Labeled shape entries:
#####
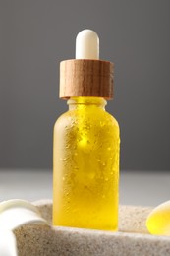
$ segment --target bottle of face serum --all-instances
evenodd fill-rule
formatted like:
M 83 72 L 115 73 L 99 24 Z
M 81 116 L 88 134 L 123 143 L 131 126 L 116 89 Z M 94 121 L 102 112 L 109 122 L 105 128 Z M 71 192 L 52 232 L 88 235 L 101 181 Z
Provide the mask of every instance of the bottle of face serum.
M 54 126 L 53 224 L 118 228 L 119 125 L 105 111 L 113 64 L 99 60 L 90 30 L 76 39 L 76 59 L 60 64 L 60 98 L 69 110 Z

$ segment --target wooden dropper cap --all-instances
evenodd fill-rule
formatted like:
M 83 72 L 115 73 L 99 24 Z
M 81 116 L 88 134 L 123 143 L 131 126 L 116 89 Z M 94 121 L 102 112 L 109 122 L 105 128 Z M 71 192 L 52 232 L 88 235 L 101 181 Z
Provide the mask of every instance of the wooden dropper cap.
M 76 59 L 60 63 L 60 98 L 97 96 L 113 98 L 114 64 L 99 60 L 99 39 L 90 30 L 76 40 Z

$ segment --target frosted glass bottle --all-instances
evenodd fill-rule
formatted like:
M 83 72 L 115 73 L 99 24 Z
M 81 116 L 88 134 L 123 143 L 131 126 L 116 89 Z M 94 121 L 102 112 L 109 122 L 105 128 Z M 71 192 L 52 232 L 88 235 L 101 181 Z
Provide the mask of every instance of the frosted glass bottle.
M 117 230 L 119 125 L 102 97 L 68 105 L 54 126 L 53 224 Z

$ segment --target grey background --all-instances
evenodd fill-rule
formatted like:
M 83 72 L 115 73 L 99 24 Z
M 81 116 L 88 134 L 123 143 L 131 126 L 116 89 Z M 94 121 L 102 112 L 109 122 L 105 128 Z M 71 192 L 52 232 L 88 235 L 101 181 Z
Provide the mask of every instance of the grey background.
M 115 63 L 121 169 L 170 169 L 170 1 L 0 0 L 0 168 L 51 168 L 59 62 L 96 31 Z

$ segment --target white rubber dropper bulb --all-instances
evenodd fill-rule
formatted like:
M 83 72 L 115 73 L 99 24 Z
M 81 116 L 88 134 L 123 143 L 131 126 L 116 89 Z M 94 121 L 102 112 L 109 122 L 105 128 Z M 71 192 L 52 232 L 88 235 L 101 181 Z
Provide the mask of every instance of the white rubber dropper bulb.
M 99 59 L 99 38 L 95 32 L 84 30 L 78 33 L 76 59 Z

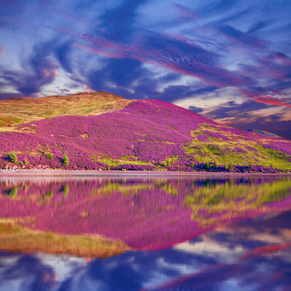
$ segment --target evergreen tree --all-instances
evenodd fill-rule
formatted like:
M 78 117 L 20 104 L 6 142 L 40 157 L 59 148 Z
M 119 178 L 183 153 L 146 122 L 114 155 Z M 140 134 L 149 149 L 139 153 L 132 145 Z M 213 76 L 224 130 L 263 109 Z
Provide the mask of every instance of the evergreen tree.
M 13 164 L 18 164 L 17 157 L 15 154 L 13 154 L 12 153 L 10 152 L 9 153 L 9 157 L 11 161 Z
M 63 158 L 63 164 L 64 166 L 69 166 L 70 163 L 69 162 L 69 158 L 67 155 L 67 154 L 65 152 L 64 154 L 64 156 Z
M 50 152 L 48 153 L 47 154 L 47 157 L 50 160 L 52 159 L 53 155 Z
M 214 160 L 214 167 L 217 169 L 218 167 L 218 163 L 216 160 Z

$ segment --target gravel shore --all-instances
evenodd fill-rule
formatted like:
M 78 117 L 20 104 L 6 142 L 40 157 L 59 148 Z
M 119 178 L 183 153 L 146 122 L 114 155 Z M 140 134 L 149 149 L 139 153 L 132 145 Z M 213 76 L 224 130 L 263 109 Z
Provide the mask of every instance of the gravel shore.
M 290 175 L 290 174 L 262 174 L 208 173 L 207 172 L 167 172 L 158 171 L 99 171 L 70 170 L 28 170 L 0 169 L 0 176 L 245 176 L 246 175 Z

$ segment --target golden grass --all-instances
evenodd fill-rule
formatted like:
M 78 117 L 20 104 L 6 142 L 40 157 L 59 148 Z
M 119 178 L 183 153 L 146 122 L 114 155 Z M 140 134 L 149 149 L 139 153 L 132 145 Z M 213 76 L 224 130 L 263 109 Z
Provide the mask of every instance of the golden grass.
M 0 101 L 0 132 L 15 131 L 13 125 L 57 116 L 97 115 L 123 109 L 132 102 L 102 92 Z
M 130 249 L 123 242 L 98 235 L 72 235 L 40 231 L 23 227 L 15 220 L 0 219 L 0 250 L 7 251 L 105 258 Z

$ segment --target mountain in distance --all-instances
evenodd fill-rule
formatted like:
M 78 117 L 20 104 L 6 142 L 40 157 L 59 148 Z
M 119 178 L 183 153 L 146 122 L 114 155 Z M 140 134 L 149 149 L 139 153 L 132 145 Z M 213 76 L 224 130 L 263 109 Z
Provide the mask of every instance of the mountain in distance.
M 269 132 L 265 130 L 261 130 L 259 129 L 248 129 L 247 131 L 250 131 L 251 132 L 255 132 L 255 133 L 258 133 L 262 135 L 265 135 L 266 136 L 273 136 L 273 137 L 281 137 L 281 136 L 272 132 Z
M 105 92 L 0 101 L 0 167 L 290 173 L 291 141 Z

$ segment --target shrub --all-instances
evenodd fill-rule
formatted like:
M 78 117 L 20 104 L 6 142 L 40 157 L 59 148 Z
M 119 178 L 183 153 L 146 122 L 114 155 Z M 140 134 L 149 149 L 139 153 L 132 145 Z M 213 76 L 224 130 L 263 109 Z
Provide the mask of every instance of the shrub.
M 64 156 L 63 158 L 63 164 L 64 166 L 69 166 L 70 164 L 70 163 L 69 162 L 69 158 L 68 157 L 68 156 L 67 155 L 67 154 L 65 152 L 64 154 Z
M 50 160 L 52 160 L 53 159 L 53 155 L 50 152 L 49 152 L 47 154 L 47 157 Z
M 217 169 L 218 167 L 218 163 L 216 160 L 214 160 L 214 167 L 216 169 Z
M 207 169 L 207 170 L 209 169 L 209 168 L 210 168 L 210 166 L 209 166 L 209 163 L 208 162 L 205 162 L 205 166 L 206 167 L 206 168 Z
M 15 154 L 13 154 L 12 153 L 10 152 L 9 153 L 9 157 L 11 161 L 13 164 L 18 164 L 17 157 Z

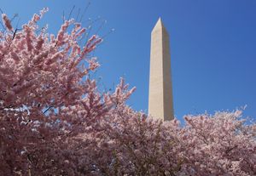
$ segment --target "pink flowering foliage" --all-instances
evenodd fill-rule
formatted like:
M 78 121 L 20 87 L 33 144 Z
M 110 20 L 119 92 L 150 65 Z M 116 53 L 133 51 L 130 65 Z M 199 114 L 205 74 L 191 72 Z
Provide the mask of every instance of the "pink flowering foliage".
M 57 35 L 2 14 L 0 175 L 255 175 L 255 124 L 241 111 L 155 121 L 126 105 L 121 79 L 101 93 L 89 74 L 102 39 L 79 43 L 73 20 Z

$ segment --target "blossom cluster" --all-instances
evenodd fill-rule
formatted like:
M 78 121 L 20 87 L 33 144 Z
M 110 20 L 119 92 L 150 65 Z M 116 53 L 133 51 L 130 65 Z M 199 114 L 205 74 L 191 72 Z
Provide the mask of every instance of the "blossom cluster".
M 88 75 L 102 39 L 66 20 L 56 35 L 34 14 L 0 31 L 0 175 L 255 175 L 253 123 L 241 112 L 156 121 L 126 105 L 135 88 L 113 93 Z

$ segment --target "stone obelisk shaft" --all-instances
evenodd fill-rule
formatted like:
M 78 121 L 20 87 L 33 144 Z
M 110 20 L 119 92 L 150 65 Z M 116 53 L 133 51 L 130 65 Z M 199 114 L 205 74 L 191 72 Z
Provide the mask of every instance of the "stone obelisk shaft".
M 173 119 L 169 35 L 160 19 L 151 32 L 149 77 L 148 115 Z

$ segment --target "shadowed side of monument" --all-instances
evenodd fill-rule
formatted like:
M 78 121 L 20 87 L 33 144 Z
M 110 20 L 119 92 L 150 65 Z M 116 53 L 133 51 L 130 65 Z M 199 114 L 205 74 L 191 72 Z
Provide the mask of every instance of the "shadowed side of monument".
M 151 32 L 148 115 L 174 118 L 169 35 L 160 18 Z

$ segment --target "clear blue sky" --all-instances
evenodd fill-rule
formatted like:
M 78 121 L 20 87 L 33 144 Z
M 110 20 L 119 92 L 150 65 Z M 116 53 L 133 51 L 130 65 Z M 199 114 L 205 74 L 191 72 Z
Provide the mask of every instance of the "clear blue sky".
M 88 0 L 7 1 L 0 8 L 19 14 L 20 24 L 43 7 L 43 23 L 55 32 L 62 11 L 73 5 L 84 9 Z M 175 115 L 234 110 L 247 105 L 244 115 L 256 117 L 255 0 L 92 0 L 84 20 L 102 16 L 108 23 L 95 52 L 102 67 L 95 77 L 111 88 L 124 77 L 137 91 L 129 104 L 147 111 L 150 32 L 160 16 L 171 36 Z M 96 25 L 95 30 L 96 31 Z

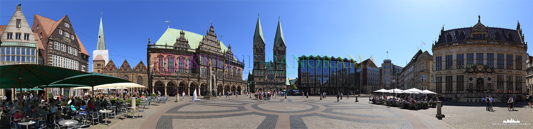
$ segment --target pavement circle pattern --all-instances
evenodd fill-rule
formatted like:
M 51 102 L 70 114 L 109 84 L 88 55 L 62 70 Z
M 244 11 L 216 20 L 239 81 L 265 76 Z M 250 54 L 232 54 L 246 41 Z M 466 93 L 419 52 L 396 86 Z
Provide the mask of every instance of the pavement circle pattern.
M 419 119 L 395 108 L 351 100 L 223 98 L 175 105 L 160 110 L 164 113 L 150 116 L 150 121 L 143 123 L 148 125 L 141 128 L 427 128 Z

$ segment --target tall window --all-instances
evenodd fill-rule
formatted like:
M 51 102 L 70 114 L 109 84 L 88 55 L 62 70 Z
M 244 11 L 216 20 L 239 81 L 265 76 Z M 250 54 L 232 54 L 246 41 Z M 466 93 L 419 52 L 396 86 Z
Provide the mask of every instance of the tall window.
M 446 93 L 451 93 L 453 90 L 453 81 L 452 80 L 453 76 L 446 76 Z
M 504 59 L 503 54 L 498 54 L 497 56 L 498 56 L 498 57 L 497 57 L 498 59 L 498 59 L 498 60 L 497 61 L 498 61 L 498 62 L 497 62 L 498 63 L 498 66 L 497 66 L 498 68 L 498 69 L 503 69 L 503 68 L 505 68 L 504 67 L 504 64 L 503 64 L 503 62 L 504 62 L 503 60 L 504 60 Z
M 475 53 L 475 64 L 483 64 L 483 53 Z
M 513 76 L 507 76 L 507 93 L 513 93 Z
M 442 70 L 442 63 L 441 62 L 442 62 L 442 57 L 439 56 L 435 57 L 435 62 L 437 62 L 435 63 L 435 70 Z
M 457 69 L 464 68 L 465 61 L 463 60 L 465 59 L 464 54 L 457 54 L 457 57 L 456 60 L 457 60 L 456 61 L 457 63 Z
M 516 76 L 516 86 L 514 88 L 514 93 L 522 93 L 522 76 Z
M 452 66 L 453 65 L 453 61 L 452 61 L 451 55 L 446 55 L 446 69 L 452 69 Z
M 503 75 L 496 76 L 496 93 L 503 93 L 505 90 L 503 88 Z
M 522 56 L 515 56 L 516 57 L 515 63 L 516 64 L 516 70 L 522 70 Z
M 464 87 L 465 87 L 464 76 L 463 75 L 457 76 L 456 79 L 457 79 L 457 89 L 456 89 L 457 90 L 457 93 L 464 93 Z
M 124 80 L 130 80 L 130 78 L 128 78 L 127 75 L 124 75 L 124 77 L 122 78 L 122 79 L 124 79 Z
M 137 84 L 142 85 L 142 77 L 141 76 L 137 77 Z
M 513 55 L 507 54 L 507 69 L 513 69 Z
M 437 93 L 442 93 L 442 77 L 437 77 L 435 82 L 437 82 L 436 91 Z
M 494 68 L 494 53 L 487 53 L 487 65 L 489 68 Z
M 474 65 L 474 53 L 466 53 L 466 68 L 469 68 Z
M 158 67 L 158 68 L 159 69 L 159 71 L 160 71 L 160 72 L 164 72 L 165 71 L 165 68 L 163 67 L 163 63 L 164 63 L 164 62 L 163 62 L 163 56 L 160 56 L 160 57 L 157 57 L 157 67 Z
M 174 57 L 172 56 L 167 57 L 167 71 L 168 72 L 174 72 Z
#####
* _WORK TO DO_:
List every line from the one containing "in distance --all-instances" down to the one containing "Provide the mask of every instance of the mountain" as a numbered list, leaving out any blank lines.

* _ANSWER FOR THIS EXERCISE_:
1. $ segment --target mountain in distance --all-instances
2. evenodd fill-rule
3. formatted like:
4. M 78 117 L 20 104 L 6 142 L 40 157 L 59 148 Z
5. M 119 178 L 183 153 L 146 122 L 114 155 Z M 140 134 L 149 149 L 139 153 L 132 145 Z M 213 76 L 224 130 L 263 109 Z
6. Provide the mask of every instance of the mountain in distance.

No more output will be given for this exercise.